* Quoted passage
----
Now I was truly and officially alone in Bolivia. In the Daniel Bracamonte Hospital. Still no sign of the trauma doctor, but my bedside table was loaded with anesthesia and I had a receipt form the casting/operating room. Things couldn't be better. Or could they?
Dr. Rolando appeared an hour later. "There's a young boy who hasn't eaten in two days. He must go first," he apologized but stemmed my impatience and building anger from waiting with a bit of guilt. A young boy hasn't eaten in two days. But I'm next in line. An hour later my water splashing lady came by my bed and handed me a cap that I needed to wear when in the operating room.
When they wheeled me into the operating/casting room sometime after 6pm I was greeted by an army of people dressed in blue scrubs. An elderly man sat on a bench in the corner. His mouth covered by a blue mask and beads of perspiration speckled his wrinkled brow. His eyes looked tired as he sat with his palms pressed deep into the cushion. Our eyes locked for a brief moment, then I swung my gaze to a women in a similar mask holding a syringe above her head. There was no sign of Doctor Rolando. I suddenly felt scared. Alone. This wasn't the last thing I wanted to see should I never wake from a dose of Bolivian anesthesia.
----
* Things to do
**1.** In the hospital account, why does Dr. Rolando say the narrator must wait?
**2.** Continue the hospital account from where it stops.

* Data extracts
----
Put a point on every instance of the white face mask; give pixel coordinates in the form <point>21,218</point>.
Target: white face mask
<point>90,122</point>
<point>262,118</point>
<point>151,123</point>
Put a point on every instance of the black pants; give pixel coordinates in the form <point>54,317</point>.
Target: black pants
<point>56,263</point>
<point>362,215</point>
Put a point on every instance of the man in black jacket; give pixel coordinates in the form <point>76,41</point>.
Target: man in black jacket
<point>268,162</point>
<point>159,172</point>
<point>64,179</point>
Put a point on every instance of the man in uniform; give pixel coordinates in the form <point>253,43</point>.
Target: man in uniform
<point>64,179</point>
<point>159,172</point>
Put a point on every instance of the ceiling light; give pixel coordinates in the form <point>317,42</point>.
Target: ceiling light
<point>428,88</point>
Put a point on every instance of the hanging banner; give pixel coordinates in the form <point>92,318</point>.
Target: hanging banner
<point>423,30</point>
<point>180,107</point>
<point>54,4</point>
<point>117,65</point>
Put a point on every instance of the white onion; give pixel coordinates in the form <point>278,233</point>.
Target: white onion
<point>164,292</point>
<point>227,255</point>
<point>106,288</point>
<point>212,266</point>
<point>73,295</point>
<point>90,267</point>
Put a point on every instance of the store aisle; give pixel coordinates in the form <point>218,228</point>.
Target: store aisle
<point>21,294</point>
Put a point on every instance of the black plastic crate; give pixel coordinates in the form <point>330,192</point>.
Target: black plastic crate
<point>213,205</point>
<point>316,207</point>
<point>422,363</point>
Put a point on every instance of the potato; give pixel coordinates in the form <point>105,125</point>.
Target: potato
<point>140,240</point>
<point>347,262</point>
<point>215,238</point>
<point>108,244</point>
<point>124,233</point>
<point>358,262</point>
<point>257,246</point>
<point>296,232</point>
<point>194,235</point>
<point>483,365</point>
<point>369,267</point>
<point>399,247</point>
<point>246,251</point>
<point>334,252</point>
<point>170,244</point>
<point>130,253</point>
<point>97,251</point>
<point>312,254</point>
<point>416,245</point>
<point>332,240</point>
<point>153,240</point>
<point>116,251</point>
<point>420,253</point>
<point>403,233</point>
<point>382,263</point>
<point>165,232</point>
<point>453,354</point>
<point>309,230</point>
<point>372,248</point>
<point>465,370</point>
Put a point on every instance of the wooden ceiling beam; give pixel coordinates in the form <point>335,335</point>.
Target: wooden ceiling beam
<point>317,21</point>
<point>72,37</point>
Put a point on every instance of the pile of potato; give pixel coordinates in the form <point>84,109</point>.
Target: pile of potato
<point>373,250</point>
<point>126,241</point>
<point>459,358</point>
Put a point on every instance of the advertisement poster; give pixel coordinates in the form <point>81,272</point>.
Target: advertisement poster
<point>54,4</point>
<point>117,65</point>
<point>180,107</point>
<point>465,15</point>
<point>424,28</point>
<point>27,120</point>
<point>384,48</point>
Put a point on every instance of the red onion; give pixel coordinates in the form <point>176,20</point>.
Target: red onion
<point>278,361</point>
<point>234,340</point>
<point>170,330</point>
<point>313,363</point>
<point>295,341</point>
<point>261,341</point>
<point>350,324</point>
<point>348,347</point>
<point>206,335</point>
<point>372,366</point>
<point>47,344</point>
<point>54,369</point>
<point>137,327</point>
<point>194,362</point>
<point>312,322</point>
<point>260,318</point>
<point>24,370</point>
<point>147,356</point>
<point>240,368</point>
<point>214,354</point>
----
* Responses for each task
**1.** A young boy who hasn't eaten in two days has to go first.

**2.**
"Esperar", I cried. "Tengo que saber lo que usted va a hacer."
Silently I wondered what were all these people doing in here. I counted 7 or 8. The lady with the syringe assured me she was the anesthesiologist. Just then Doctor Rolando blasted through the swinging doors. I heaved a sigh of relief when I spotted a familiar face. He assured me this was light anesthesia and that I'd only be under for 10 minutes while they splinted my leg.
"Are you sure," my voice slightly trembling.
They injected the anaesthesia into my IV and put an oxygen mask over my face.
I'm in Bolivia and I'm going under anaesthesia. And the last connection to my homeland was well on his way on a bus to Tica Tica. The unknown killed me. Then I was out.